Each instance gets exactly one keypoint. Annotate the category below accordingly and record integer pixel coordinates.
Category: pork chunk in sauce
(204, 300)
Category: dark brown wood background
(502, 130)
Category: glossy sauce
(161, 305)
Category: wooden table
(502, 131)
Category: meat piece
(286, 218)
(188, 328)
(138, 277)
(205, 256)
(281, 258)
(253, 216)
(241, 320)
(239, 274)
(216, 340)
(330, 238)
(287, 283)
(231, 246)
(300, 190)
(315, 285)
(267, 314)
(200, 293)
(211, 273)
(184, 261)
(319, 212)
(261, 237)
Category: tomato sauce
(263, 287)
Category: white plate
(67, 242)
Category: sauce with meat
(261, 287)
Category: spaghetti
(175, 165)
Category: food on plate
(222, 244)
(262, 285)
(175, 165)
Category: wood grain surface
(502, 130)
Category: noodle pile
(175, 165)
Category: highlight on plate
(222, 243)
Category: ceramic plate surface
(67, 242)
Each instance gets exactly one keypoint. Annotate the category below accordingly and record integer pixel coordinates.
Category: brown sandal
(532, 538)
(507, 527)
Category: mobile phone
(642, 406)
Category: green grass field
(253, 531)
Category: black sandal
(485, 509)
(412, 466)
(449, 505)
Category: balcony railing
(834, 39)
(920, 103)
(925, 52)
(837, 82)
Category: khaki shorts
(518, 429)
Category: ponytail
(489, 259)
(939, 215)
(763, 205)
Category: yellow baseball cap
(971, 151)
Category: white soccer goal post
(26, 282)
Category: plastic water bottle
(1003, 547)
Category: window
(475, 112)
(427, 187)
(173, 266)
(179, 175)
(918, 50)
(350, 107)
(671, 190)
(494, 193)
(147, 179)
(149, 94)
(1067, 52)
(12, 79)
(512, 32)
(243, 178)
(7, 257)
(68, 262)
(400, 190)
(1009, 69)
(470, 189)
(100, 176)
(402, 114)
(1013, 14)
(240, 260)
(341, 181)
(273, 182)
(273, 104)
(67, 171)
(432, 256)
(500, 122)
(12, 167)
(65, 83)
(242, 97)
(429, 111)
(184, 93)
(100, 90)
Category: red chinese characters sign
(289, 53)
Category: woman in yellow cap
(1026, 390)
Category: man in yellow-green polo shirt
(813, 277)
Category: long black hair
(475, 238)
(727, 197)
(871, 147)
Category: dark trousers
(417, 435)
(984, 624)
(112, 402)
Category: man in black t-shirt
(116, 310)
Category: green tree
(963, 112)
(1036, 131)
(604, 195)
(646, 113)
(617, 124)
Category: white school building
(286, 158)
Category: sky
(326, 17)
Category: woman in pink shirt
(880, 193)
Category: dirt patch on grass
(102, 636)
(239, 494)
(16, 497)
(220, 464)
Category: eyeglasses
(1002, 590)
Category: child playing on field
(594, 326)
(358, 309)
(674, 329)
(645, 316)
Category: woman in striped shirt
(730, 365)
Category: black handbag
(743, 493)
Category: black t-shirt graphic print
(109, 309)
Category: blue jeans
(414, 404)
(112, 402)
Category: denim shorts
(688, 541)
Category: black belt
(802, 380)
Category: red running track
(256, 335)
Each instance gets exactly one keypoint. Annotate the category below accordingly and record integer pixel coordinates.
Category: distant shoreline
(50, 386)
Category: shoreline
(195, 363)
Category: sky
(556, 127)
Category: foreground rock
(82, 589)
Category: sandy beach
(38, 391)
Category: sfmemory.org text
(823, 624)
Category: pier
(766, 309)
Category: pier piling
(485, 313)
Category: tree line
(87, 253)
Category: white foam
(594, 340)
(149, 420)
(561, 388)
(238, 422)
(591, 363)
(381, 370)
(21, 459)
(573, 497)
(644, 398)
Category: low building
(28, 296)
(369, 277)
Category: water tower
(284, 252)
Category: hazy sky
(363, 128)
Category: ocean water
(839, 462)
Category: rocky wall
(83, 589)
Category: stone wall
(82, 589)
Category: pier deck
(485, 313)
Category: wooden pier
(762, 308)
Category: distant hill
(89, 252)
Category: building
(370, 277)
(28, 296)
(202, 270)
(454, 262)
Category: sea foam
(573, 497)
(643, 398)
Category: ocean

==*==

* [ABOUT THIS EXERCISE]: Lines from the one containing "Category: dark trousers" through the final line of the entries are the only ones to print, and each must match exactly.

* [RESPONSE FOR THIS EXERCISE]:
Category: dark trousers
(417, 435)
(984, 624)
(112, 402)
Category: man in black t-shirt
(116, 310)
Category: green tree
(963, 112)
(1036, 131)
(604, 195)
(646, 113)
(617, 124)
Category: white school building
(286, 158)
Category: sky
(326, 17)
Category: woman in pink shirt
(880, 193)
Category: dirt patch on grass
(102, 636)
(239, 494)
(16, 497)
(220, 464)
Category: eyeglasses
(1002, 590)
Category: child playing on field
(594, 326)
(358, 309)
(674, 329)
(645, 316)
Category: woman in striped shirt
(730, 365)
Category: black handbag
(743, 493)
Category: black t-shirt graphic print
(109, 309)
Category: blue jeans
(414, 404)
(112, 402)
Category: denim shorts
(688, 541)
Category: black belt
(802, 380)
Category: red running track
(256, 335)
Each instance gets exactly one keypoint. Annotate the category below accordingly and record integer pixel coordinates.
Category: distant shoreline
(50, 386)
Category: shoreline
(195, 363)
Category: sky
(556, 127)
Category: foreground rock
(82, 589)
Category: sandy beach
(38, 391)
Category: sfmemory.org text
(823, 624)
Category: pier
(766, 309)
Category: pier piling
(485, 313)
Category: tree line
(87, 253)
Category: white foam
(594, 340)
(149, 420)
(561, 388)
(238, 422)
(591, 363)
(381, 370)
(21, 459)
(573, 497)
(644, 398)
Category: low building
(28, 296)
(369, 277)
Category: water tower
(284, 252)
Category: hazy sky
(363, 128)
Category: ocean water
(839, 462)
Category: rocky wall
(83, 589)
Category: stone wall
(82, 589)
Category: pier deck
(485, 313)
Category: wooden pier
(762, 308)
Category: distant hill
(89, 252)
Category: building
(370, 277)
(28, 296)
(202, 270)
(454, 262)
Category: sea foam
(573, 497)
(643, 398)
Category: ocean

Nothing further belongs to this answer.